### Given task
Gather every line of the entries below that contains the string "radiating", treating uppercase and lowercase as different.
══════════
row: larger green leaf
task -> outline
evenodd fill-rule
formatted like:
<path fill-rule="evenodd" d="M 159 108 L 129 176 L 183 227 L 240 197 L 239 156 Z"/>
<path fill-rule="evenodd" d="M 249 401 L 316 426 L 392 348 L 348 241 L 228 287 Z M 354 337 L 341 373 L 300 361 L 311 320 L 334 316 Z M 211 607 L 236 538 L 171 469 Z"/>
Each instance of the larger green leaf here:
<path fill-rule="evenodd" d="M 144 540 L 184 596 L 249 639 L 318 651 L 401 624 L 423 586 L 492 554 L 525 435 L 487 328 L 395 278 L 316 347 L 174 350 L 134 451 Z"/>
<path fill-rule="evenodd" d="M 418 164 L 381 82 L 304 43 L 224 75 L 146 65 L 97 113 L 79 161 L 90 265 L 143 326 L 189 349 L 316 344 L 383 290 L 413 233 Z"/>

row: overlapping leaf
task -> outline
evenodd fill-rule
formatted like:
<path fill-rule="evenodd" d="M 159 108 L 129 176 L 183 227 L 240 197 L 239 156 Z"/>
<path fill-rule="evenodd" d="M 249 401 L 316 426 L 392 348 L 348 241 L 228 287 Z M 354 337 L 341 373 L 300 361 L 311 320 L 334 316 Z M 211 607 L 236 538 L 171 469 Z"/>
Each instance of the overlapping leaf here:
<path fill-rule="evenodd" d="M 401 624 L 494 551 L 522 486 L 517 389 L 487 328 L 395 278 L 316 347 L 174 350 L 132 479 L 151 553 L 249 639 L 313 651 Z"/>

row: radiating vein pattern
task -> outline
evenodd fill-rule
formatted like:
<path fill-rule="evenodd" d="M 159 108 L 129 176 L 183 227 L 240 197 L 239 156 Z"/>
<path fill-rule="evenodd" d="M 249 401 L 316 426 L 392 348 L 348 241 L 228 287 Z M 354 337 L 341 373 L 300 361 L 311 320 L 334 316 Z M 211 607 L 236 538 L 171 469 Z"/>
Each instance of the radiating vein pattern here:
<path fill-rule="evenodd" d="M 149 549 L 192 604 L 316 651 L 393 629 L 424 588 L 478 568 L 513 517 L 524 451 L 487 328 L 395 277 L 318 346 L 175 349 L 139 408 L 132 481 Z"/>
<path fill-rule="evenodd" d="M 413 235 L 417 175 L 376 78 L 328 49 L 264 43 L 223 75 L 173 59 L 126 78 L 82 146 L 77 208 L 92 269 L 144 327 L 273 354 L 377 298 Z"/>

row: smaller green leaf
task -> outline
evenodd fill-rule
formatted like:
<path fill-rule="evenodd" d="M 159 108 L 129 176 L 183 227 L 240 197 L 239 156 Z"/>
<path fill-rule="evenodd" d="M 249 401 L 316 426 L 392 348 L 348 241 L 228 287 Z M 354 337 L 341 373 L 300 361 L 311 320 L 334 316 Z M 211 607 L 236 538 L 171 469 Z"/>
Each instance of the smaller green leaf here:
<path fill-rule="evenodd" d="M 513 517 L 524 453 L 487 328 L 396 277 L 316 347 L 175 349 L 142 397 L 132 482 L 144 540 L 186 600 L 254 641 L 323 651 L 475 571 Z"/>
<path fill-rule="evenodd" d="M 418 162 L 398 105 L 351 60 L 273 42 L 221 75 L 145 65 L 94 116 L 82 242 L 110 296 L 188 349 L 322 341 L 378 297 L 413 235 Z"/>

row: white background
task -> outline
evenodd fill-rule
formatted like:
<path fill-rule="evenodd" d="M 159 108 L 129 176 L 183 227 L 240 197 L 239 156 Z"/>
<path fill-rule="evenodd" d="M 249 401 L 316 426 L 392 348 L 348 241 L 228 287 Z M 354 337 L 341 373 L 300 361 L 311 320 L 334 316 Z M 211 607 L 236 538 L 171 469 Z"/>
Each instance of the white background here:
══════════
### Task solution
row: radiating vein pattern
Each instance of the radiating vein pattern here:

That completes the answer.